What to produce:
Could you rewrite all the records below, substituting "Do you see" for "Can you see" wherever it appears and changing nothing else? Leave the pictures out of your answer.

=== Material for the task ===

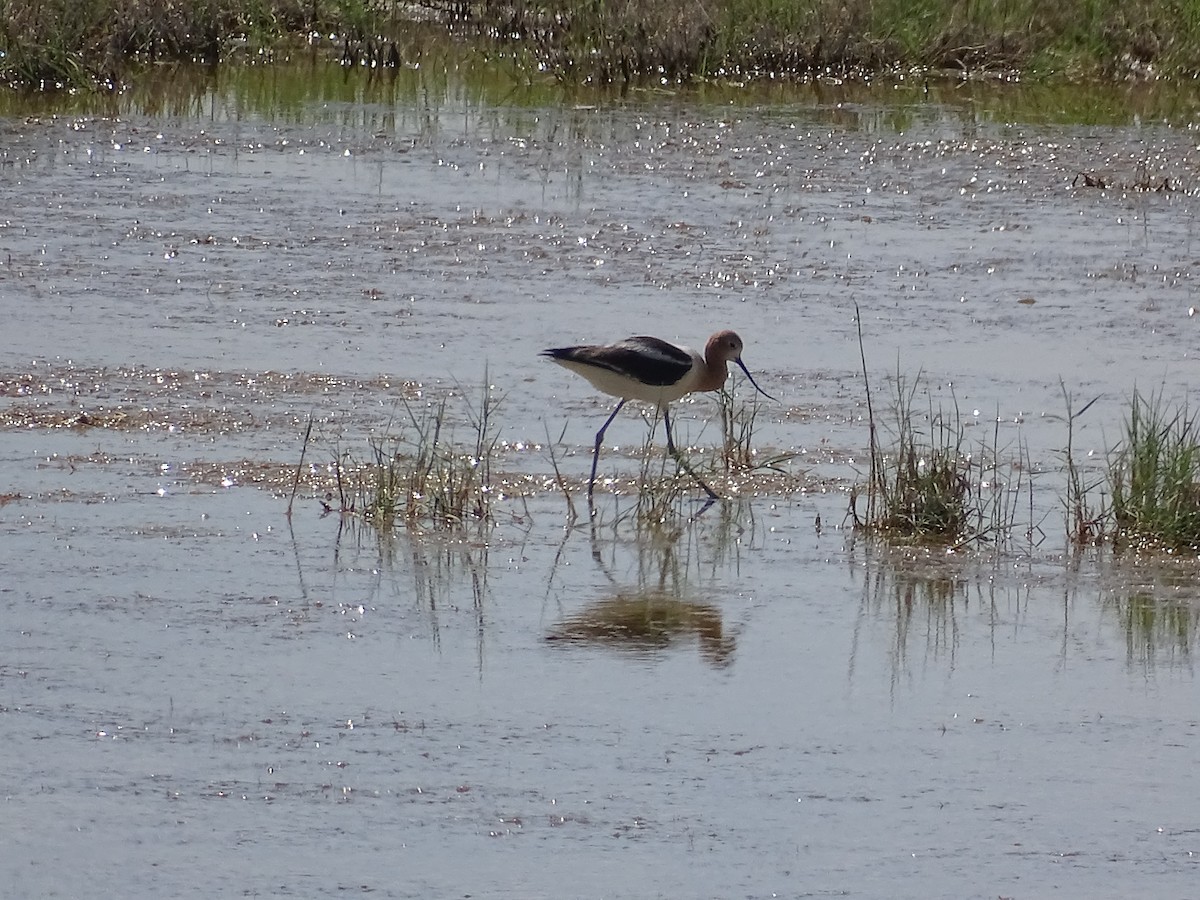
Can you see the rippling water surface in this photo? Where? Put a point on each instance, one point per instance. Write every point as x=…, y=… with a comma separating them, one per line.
x=201, y=696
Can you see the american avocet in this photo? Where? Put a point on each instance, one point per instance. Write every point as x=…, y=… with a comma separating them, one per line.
x=653, y=371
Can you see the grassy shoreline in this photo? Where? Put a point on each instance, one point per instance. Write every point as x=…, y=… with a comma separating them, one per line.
x=72, y=43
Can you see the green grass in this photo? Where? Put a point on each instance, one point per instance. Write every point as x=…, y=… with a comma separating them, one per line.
x=624, y=42
x=420, y=475
x=1155, y=477
x=929, y=484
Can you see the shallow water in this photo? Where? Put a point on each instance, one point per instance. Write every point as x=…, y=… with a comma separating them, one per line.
x=202, y=696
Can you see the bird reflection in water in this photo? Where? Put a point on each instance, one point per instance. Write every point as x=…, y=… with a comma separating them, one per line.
x=647, y=623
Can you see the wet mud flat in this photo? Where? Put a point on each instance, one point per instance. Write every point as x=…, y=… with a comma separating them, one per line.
x=744, y=703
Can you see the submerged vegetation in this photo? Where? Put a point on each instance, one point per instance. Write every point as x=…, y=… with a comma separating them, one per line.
x=1155, y=477
x=77, y=42
x=927, y=484
x=419, y=474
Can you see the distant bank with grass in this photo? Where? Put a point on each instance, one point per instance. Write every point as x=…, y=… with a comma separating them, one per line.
x=99, y=42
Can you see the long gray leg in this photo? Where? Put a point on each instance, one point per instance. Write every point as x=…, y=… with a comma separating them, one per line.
x=595, y=450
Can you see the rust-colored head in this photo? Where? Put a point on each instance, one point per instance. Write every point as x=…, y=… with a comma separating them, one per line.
x=725, y=347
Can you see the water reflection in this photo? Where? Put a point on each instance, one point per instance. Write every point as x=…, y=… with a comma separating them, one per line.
x=654, y=571
x=1158, y=631
x=935, y=607
x=420, y=577
x=453, y=87
x=649, y=622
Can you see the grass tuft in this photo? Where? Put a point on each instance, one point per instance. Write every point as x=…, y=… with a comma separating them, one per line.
x=421, y=475
x=1155, y=477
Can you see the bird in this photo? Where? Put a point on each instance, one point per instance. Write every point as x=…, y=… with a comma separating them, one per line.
x=653, y=371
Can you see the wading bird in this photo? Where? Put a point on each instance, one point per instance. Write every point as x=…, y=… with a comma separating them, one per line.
x=653, y=371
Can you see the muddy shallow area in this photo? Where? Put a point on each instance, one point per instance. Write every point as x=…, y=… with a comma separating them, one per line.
x=202, y=696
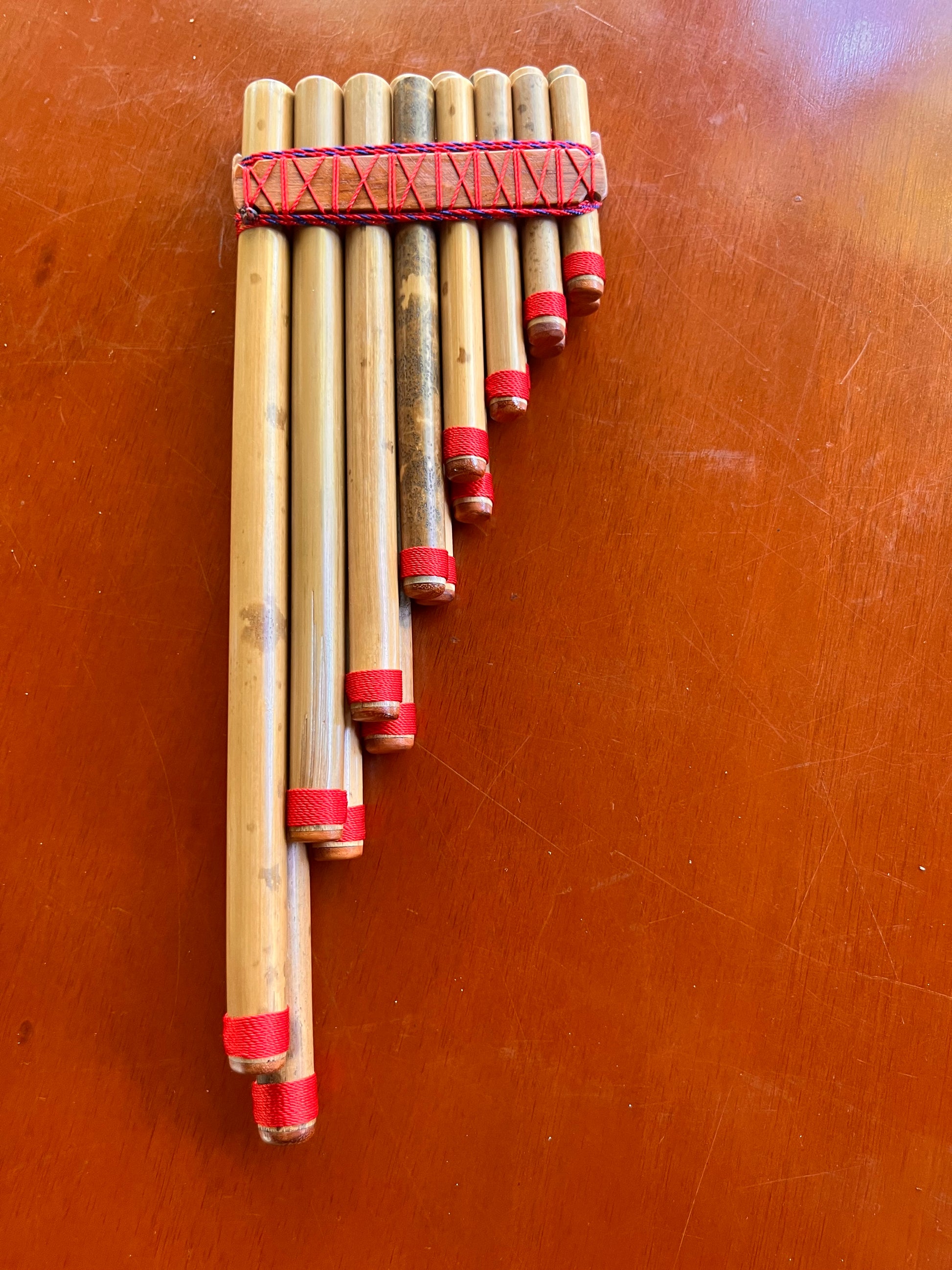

===

Correct output:
Do you see the rippling water surface in this photo? Where? Put a point on each instance, one point per instance. Write every point as x=…, y=… with a comma separating them, one per line.
x=201, y=696
Do you see the american avocet in this photo? Where? Put a point on each instance, one point per instance. Write every point as x=…, y=… with a comma separating them, one per line.
x=653, y=371
Do you see the grassy shoreline in this photo? Where? Put a point on each instance, one point per instance. Write every point as x=…, y=… with a comma separating them, one per line.
x=72, y=43
Do you see the green grass in this photo? Where? Put a point on each instance, one point per instance. Write every point as x=…, y=… with a comma separating them, one per line.
x=624, y=42
x=420, y=475
x=1155, y=477
x=929, y=484
Do you see the shallow water in this photo? Where? Put a point on each instance, one point per instance. Write every point as x=…, y=… with a comma separating them, one per line.
x=202, y=696
Do you see the bird reflection in water in this photo? Where? Put a point on each instance, one point per instance. Write every point as x=…, y=… with a comma separating them, one per line.
x=647, y=623
Do you see the wet mud flat in this photo? Where? Put a point on each instance, one point per instance. Write every point as x=…, y=… with a comma separating them, one per line.
x=744, y=703
Do you see the submerged vegetation in this photo? Where? Put a point on each instance, one point per instance. Write every point as x=…, y=… with a comma separating them, one per line.
x=1155, y=477
x=77, y=42
x=927, y=484
x=419, y=474
Do you see the distant bank with grass in this photo? Where? Put a point on each instance, one point per instance. Write every point as x=…, y=… with a comma separating them, one per line.
x=99, y=42
Do you see the long gray leg in this photo? Where? Put a point on each instance, one point per instance. Write every point as x=…, y=… with a comma separating them, one per line.
x=595, y=450
Do you see the rust-colored head in this photo? Where? Put a point on each instance, one point per instance. Write every point as x=…, y=… with a comma separating them, one per line.
x=725, y=347
Do you see the water reflection in this photo? Where? Put a point on each instance, one point per instance. Write every point as x=…, y=… with a comma separating them, one per line.
x=654, y=571
x=1158, y=631
x=935, y=607
x=420, y=577
x=453, y=87
x=649, y=622
Do you see the grass tuft in this photo? Where? Put a point on each instance, one point per instance. Write every point as x=…, y=… with a comma separating them, one per line.
x=421, y=475
x=1155, y=477
Do you see the bird in this photo? Where? Put a point on each instance, one point per instance. Write every point as x=…, y=… with a comma separating them, one per line.
x=653, y=371
Do you see the wading bird in this photo? Where? Put a point on each instance, one point per instance. Write every point as x=…, y=… with a comma separating them, one per line.
x=653, y=371
Do you see the muddy shallow area in this photo? Where? Put a point on each instance, one point per instance. Write every point as x=…, y=… with a comma separating them, one per line.
x=202, y=696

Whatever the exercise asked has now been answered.